## 任务指令 A
据文本摘录所述,抗战结束后在中国登陆的美军数量达到多少?

## 文本摘录
################
抗战结束后,美军陆续在中国登陆,数量达11万之众,其中大部分驻扎于华北。美军声称驻扎华北的理由是解除那里日军的武装和安排遣返,实际上他们所起的作用更多的是阻止中共受降,帮助国民党政府争夺和控制交通要道,以及帮助国民党军队向东北运兵。美军扮演的角色不仅加剧了国共间的紧张气氛,而且华北美军不断与中共军队发生军事冲突。11月中旬魏德迈向华盛顿发回相当悲观的报告,声称如果美国帮助蒋介石统一全中国,就必须大量增加军队,并冒介入中国内战、同苏联发生战争的危险。否则,除非与苏联和中共达成协议,蒋介石无法控制东北和华北(注:《中美关系资料汇编》第1辑,第191-192;FRUS,1945,vol.7,China,pp.650-660,663-665,679-684。)。
################
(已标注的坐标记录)
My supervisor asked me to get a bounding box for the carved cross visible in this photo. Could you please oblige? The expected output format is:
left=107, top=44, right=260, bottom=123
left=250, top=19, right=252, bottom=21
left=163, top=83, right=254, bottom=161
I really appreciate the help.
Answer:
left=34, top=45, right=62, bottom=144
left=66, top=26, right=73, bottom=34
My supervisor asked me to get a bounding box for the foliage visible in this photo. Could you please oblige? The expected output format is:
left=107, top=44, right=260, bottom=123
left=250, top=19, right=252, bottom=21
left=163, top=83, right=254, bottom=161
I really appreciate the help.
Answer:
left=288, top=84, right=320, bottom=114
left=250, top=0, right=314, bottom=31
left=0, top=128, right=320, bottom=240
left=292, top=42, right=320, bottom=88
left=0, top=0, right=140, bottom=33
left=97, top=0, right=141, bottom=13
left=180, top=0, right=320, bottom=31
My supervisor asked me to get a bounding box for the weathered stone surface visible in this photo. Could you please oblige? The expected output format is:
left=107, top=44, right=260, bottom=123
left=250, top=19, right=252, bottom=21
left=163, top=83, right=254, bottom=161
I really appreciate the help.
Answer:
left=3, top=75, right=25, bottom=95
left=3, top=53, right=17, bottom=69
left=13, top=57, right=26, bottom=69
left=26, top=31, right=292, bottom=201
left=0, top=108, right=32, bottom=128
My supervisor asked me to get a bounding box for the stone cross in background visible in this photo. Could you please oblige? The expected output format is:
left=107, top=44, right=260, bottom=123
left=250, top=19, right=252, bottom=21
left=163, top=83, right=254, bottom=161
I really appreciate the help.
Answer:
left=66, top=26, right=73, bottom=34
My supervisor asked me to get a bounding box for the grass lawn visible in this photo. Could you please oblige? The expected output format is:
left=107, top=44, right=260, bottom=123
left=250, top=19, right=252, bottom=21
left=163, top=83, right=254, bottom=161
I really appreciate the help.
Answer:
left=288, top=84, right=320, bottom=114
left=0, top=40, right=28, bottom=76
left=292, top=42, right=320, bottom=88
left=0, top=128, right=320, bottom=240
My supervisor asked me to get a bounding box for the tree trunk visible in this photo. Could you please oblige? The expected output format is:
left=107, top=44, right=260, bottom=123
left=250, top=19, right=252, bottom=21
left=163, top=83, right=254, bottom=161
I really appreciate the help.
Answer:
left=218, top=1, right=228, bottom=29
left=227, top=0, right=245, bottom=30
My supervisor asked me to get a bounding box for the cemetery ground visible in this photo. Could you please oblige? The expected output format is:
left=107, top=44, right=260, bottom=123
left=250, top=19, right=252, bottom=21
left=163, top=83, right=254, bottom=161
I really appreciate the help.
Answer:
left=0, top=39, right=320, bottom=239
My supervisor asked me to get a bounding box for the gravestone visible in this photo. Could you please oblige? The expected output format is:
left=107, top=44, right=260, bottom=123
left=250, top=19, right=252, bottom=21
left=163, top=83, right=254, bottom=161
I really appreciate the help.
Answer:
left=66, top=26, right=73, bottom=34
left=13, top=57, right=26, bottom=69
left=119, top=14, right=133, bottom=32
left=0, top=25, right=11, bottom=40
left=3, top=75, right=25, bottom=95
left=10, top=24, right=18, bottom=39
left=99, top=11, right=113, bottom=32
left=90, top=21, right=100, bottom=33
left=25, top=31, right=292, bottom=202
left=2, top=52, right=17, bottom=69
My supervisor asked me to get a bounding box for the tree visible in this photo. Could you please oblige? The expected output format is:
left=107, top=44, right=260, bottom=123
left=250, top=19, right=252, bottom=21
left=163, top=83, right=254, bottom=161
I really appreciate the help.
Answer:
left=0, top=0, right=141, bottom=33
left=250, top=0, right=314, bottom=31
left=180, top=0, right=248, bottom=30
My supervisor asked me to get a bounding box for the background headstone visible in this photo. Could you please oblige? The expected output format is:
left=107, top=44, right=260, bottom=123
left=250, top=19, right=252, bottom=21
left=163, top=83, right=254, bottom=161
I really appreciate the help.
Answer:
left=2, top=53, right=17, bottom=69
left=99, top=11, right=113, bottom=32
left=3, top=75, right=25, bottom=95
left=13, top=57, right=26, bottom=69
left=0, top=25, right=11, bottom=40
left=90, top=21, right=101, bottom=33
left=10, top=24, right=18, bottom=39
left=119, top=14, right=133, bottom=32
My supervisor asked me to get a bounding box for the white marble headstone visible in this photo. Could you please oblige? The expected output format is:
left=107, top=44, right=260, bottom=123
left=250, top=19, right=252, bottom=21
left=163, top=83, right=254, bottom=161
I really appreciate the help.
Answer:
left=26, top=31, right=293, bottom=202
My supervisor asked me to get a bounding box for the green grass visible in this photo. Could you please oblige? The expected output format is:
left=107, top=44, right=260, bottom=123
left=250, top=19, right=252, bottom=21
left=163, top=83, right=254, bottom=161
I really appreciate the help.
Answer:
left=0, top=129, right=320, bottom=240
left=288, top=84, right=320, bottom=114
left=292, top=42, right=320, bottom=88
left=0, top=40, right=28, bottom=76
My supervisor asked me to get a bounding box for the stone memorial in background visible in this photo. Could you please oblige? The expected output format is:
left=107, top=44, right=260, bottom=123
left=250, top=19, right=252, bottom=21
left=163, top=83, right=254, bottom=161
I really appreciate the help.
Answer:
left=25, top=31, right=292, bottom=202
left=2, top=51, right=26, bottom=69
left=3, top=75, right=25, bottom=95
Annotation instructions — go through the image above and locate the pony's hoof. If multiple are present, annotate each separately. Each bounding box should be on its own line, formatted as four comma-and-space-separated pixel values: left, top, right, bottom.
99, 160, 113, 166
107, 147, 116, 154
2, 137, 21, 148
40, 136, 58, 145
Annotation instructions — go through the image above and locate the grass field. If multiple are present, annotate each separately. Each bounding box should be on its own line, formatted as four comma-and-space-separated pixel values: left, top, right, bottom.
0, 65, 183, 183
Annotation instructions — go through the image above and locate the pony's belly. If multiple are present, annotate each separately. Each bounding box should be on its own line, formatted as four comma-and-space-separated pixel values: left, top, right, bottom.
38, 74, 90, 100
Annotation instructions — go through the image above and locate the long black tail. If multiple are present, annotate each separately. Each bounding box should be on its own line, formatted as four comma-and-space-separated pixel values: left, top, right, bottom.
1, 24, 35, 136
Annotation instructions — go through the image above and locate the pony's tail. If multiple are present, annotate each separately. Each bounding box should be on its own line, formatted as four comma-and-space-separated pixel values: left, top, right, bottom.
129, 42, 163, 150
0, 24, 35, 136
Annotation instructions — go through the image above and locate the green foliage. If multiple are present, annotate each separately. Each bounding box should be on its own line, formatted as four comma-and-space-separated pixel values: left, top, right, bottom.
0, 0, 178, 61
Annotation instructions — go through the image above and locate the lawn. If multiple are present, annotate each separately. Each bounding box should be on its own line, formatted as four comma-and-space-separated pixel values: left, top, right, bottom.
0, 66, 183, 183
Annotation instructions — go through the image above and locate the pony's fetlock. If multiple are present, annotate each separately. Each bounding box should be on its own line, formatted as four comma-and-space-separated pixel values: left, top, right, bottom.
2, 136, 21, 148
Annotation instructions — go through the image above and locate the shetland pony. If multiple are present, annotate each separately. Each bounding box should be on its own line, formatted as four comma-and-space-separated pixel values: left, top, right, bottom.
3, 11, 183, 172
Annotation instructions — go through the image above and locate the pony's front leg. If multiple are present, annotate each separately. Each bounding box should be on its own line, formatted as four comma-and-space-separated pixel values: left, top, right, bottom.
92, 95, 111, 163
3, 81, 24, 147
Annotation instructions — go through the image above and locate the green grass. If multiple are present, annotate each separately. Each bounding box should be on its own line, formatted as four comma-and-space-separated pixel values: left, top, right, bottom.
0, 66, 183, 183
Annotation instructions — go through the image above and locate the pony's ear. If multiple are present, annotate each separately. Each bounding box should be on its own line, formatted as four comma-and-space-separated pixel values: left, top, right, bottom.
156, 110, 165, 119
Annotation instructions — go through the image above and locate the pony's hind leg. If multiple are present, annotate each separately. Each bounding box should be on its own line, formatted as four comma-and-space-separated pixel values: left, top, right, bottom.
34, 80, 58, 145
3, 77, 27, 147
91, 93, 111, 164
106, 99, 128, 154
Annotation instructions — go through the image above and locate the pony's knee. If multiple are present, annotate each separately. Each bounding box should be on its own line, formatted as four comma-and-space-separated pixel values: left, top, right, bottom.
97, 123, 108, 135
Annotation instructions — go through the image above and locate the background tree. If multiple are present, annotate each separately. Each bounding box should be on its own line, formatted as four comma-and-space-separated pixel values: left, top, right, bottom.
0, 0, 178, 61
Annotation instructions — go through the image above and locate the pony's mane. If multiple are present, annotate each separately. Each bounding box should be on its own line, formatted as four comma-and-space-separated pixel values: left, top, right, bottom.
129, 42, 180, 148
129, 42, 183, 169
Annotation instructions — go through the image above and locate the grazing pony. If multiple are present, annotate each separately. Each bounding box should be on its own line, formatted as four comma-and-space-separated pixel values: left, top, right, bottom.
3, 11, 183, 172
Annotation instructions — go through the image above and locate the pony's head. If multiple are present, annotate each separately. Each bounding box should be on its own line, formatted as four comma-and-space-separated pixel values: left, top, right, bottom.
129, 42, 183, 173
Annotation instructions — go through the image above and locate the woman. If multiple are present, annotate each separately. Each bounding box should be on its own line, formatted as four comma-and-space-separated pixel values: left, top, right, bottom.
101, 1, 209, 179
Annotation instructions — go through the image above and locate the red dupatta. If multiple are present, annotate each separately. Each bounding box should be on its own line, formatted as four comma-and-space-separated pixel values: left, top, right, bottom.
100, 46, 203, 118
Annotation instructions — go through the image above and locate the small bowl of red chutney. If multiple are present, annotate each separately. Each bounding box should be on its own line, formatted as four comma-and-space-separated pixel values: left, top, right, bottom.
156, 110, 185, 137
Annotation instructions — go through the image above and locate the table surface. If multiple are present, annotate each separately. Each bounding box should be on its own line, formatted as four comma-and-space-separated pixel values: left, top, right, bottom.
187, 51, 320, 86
################
## 任务指令 B
将条目中从含有“the tree visible”的那一行开始、一直到含有“left=26, top=31, right=293, bottom=202”的那一行为止的各行(首尾两行均包括在内)以编号列表形式给出,空行略去。

## 书面回答 A
达11万之众。

## 书面回答 B
1. My supervisor asked me to get a bounding box for the tree visible in this photo. Could you please oblige? The expected output format is:
2. left=107, top=44, right=260, bottom=123
3. left=250, top=19, right=252, bottom=21
4. left=163, top=83, right=254, bottom=161
5. I really appreciate the help.
6. Answer:
7. left=0, top=0, right=141, bottom=33
8. left=250, top=0, right=314, bottom=31
9. left=180, top=0, right=248, bottom=30
10. My supervisor asked me to get a bounding box for the background headstone visible in this photo. Could you please oblige? The expected output format is:
11. left=107, top=44, right=260, bottom=123
12. left=250, top=19, right=252, bottom=21
13. left=163, top=83, right=254, bottom=161
14. I really appreciate the help.
15. Answer:
16. left=2, top=53, right=17, bottom=69
17. left=99, top=11, right=113, bottom=32
18. left=3, top=75, right=25, bottom=95
19. left=13, top=57, right=26, bottom=69
20. left=0, top=25, right=11, bottom=40
21. left=90, top=21, right=101, bottom=33
22. left=10, top=24, right=18, bottom=39
23. left=119, top=14, right=133, bottom=32
24. My supervisor asked me to get a bounding box for the white marble headstone visible in this photo. Could you please oblige? The expected output format is:
25. left=107, top=44, right=260, bottom=123
26. left=250, top=19, right=252, bottom=21
27. left=163, top=83, right=254, bottom=161
28. I really appreciate the help.
29. Answer:
30. left=26, top=31, right=293, bottom=202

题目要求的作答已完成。